WORK REQUIRED:
In the entries that follow, identify the line containing "Target: shrub" and return it together with all later lines, exactly as they appear.

SUPPLIED ENTRIES:
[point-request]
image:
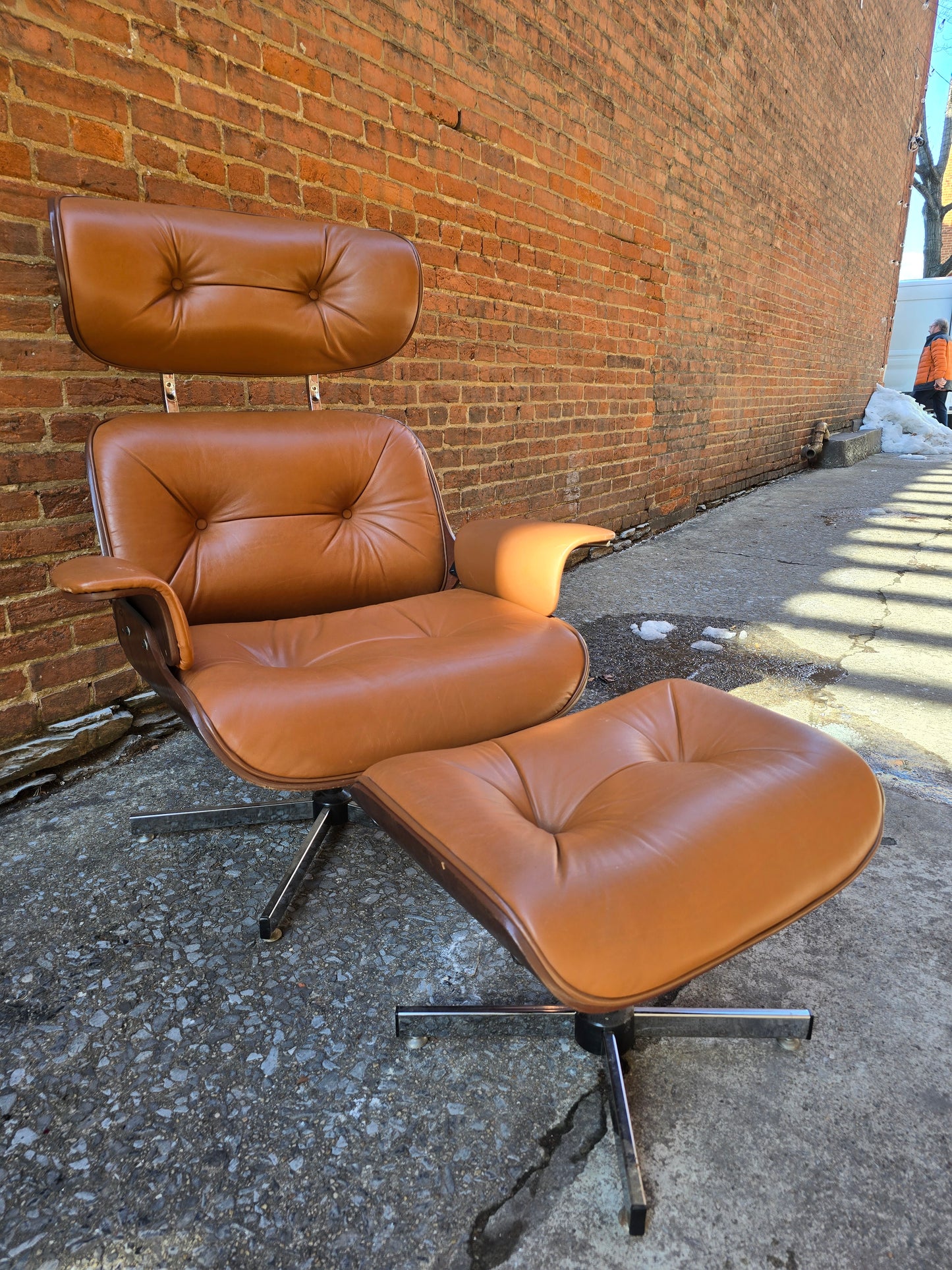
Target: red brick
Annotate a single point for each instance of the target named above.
(97, 139)
(56, 88)
(71, 172)
(65, 704)
(205, 167)
(93, 61)
(19, 468)
(294, 70)
(17, 649)
(184, 55)
(161, 191)
(155, 154)
(46, 540)
(83, 663)
(19, 578)
(12, 685)
(249, 181)
(24, 315)
(32, 38)
(200, 100)
(18, 720)
(163, 121)
(50, 608)
(40, 125)
(14, 159)
(92, 19)
(72, 501)
(111, 687)
(18, 504)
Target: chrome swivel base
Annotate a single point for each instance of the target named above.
(611, 1037)
(327, 809)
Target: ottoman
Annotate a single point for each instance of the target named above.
(621, 851)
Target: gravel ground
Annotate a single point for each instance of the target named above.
(175, 1093)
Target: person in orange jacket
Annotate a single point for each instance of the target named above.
(934, 371)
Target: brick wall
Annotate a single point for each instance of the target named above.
(657, 241)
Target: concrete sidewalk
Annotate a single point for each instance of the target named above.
(175, 1094)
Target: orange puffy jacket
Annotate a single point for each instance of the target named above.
(934, 364)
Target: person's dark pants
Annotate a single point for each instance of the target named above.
(936, 401)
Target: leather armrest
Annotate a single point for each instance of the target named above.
(109, 578)
(520, 560)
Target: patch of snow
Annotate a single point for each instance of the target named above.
(907, 428)
(653, 630)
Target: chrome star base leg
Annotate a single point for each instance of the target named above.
(330, 809)
(325, 809)
(611, 1037)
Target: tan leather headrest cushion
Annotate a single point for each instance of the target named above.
(190, 290)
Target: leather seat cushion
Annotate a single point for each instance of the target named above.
(310, 701)
(250, 515)
(623, 850)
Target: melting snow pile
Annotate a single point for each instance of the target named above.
(653, 630)
(907, 428)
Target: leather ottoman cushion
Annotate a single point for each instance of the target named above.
(312, 701)
(623, 850)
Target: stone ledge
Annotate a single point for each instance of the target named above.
(846, 449)
(68, 748)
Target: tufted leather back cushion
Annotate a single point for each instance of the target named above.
(312, 513)
(184, 289)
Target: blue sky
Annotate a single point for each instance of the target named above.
(936, 96)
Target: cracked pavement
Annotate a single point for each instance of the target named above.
(175, 1094)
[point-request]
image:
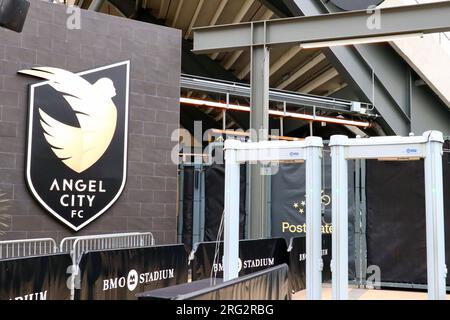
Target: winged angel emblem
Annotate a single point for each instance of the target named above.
(79, 147)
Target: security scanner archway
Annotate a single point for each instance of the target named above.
(429, 147)
(310, 151)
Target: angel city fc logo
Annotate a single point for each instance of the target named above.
(77, 140)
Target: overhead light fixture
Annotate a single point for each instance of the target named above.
(307, 117)
(347, 42)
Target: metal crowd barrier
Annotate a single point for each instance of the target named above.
(27, 248)
(75, 246)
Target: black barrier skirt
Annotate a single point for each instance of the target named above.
(214, 198)
(269, 284)
(396, 237)
(254, 255)
(35, 278)
(120, 274)
(297, 261)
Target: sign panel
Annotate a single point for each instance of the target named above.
(121, 274)
(297, 261)
(254, 255)
(77, 140)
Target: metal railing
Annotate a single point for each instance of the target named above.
(75, 246)
(27, 248)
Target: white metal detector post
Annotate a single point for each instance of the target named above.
(427, 147)
(309, 150)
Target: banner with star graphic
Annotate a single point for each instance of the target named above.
(289, 204)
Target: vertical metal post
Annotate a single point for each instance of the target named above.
(196, 205)
(314, 264)
(259, 125)
(436, 269)
(363, 222)
(358, 224)
(202, 204)
(180, 203)
(231, 212)
(339, 218)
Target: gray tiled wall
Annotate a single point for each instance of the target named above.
(148, 202)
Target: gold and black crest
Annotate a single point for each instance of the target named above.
(77, 140)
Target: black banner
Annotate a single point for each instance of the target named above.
(214, 195)
(254, 255)
(396, 237)
(188, 206)
(120, 274)
(35, 278)
(269, 284)
(297, 261)
(289, 203)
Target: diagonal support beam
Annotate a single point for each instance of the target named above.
(320, 80)
(237, 18)
(194, 19)
(425, 18)
(305, 68)
(235, 56)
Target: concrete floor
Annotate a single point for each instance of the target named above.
(365, 294)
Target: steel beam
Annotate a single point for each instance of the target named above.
(259, 122)
(424, 18)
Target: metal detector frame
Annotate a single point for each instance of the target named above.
(310, 151)
(429, 147)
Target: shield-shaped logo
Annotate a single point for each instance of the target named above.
(77, 140)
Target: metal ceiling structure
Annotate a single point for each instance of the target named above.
(369, 73)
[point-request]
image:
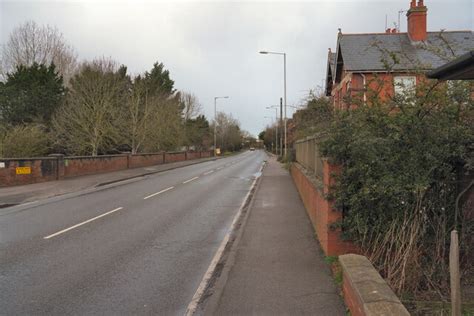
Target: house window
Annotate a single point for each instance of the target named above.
(404, 85)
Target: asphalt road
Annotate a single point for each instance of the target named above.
(139, 247)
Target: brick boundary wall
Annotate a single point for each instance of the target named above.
(57, 167)
(364, 290)
(313, 193)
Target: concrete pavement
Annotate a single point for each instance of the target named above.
(276, 266)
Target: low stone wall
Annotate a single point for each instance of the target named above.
(145, 160)
(321, 212)
(41, 169)
(175, 157)
(365, 292)
(19, 171)
(83, 165)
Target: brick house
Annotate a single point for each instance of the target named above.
(390, 62)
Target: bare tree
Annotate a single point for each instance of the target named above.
(30, 42)
(166, 129)
(89, 122)
(191, 105)
(137, 116)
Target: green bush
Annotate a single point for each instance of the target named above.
(25, 141)
(397, 190)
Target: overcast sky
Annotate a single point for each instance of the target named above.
(211, 47)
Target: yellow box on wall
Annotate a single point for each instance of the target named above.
(23, 170)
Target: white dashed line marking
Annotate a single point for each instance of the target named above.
(85, 222)
(192, 179)
(162, 191)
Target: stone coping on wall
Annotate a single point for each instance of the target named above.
(315, 181)
(365, 291)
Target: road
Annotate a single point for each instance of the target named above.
(140, 247)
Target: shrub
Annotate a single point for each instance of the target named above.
(401, 160)
(25, 141)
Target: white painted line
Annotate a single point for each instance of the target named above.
(85, 222)
(28, 203)
(217, 257)
(162, 191)
(192, 179)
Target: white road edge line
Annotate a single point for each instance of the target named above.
(192, 179)
(162, 191)
(217, 257)
(85, 222)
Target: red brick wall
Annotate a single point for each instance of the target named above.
(174, 157)
(145, 160)
(42, 169)
(321, 211)
(206, 154)
(193, 155)
(351, 299)
(53, 168)
(77, 166)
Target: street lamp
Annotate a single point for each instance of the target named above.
(276, 126)
(284, 88)
(215, 121)
(276, 133)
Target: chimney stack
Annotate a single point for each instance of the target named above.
(417, 21)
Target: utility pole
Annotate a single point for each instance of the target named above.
(281, 124)
(215, 121)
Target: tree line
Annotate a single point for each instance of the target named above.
(52, 103)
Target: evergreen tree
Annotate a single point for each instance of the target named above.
(31, 94)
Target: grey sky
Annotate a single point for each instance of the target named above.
(211, 48)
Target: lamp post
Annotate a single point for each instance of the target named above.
(284, 88)
(276, 132)
(215, 121)
(276, 127)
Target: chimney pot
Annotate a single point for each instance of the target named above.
(416, 16)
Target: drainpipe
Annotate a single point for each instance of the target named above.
(365, 89)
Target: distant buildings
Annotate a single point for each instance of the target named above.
(390, 62)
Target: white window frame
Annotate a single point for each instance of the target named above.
(404, 84)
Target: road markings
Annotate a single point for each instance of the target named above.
(192, 179)
(162, 191)
(85, 222)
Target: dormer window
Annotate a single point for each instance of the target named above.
(404, 85)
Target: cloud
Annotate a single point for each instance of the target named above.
(211, 48)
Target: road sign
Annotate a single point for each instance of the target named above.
(23, 170)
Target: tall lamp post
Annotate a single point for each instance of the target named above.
(215, 121)
(276, 138)
(276, 128)
(284, 88)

TASK RESULT:
Target: shrub
Annotate a single point for each instance of the target named above.
(401, 160)
(25, 141)
Target: white painted line
Annotate a single point for each instance of the target named above.
(85, 222)
(28, 203)
(217, 257)
(162, 191)
(192, 179)
Target: white road edge line
Annotate a single point for each instance of the target named above.
(192, 179)
(162, 191)
(217, 257)
(85, 222)
Target: red brick wall
Annotate a single point for each instance of the target named above.
(174, 157)
(145, 160)
(42, 169)
(321, 211)
(206, 154)
(193, 155)
(351, 299)
(53, 168)
(77, 166)
Target: street lamp
Annotate a single point for each instance of the target named above.
(276, 126)
(284, 88)
(215, 121)
(276, 133)
Target: chimney stack
Annotate a single point for each instance of the target named above.
(417, 21)
Target: utility pole
Annotate a single point for each instance of the target named above.
(281, 124)
(215, 121)
Target: tree line
Annotate a single point for each instance of the target named above.
(52, 103)
Target: evergreen tree
Annotate a single point for each instance of the target named above.
(31, 94)
Target: grey sky
Annotate a single point for each instance of the target named above.
(211, 48)
Target: lamp post
Annotate a single point for each instance of the target named above.
(284, 88)
(276, 132)
(215, 121)
(276, 127)
Target: chimney pot
Annotate a single point for each instance of the target named above.
(416, 16)
Target: drainpipe
Annotate a single point for each instance of the target named above.
(365, 89)
Target: distant buildings
Annotate a single point for each instance of the target named above.
(390, 62)
Target: white window frame
Annotate a single point for each instance of the target named above.
(404, 84)
Target: road markings
Annotate a single point for each instance of the target named above.
(192, 179)
(162, 191)
(85, 222)
Target: dormer window
Annotate a single point for each instance of the target named above.
(404, 85)
Target: cloud
Annotate a single point for each instance of the target named above.
(211, 48)
Target: road sign
Annotate a single point for each instance of the target named above.
(23, 170)
Target: tall lamp post
Annotate a single point for each instance of the target named above.
(215, 121)
(276, 138)
(276, 128)
(284, 88)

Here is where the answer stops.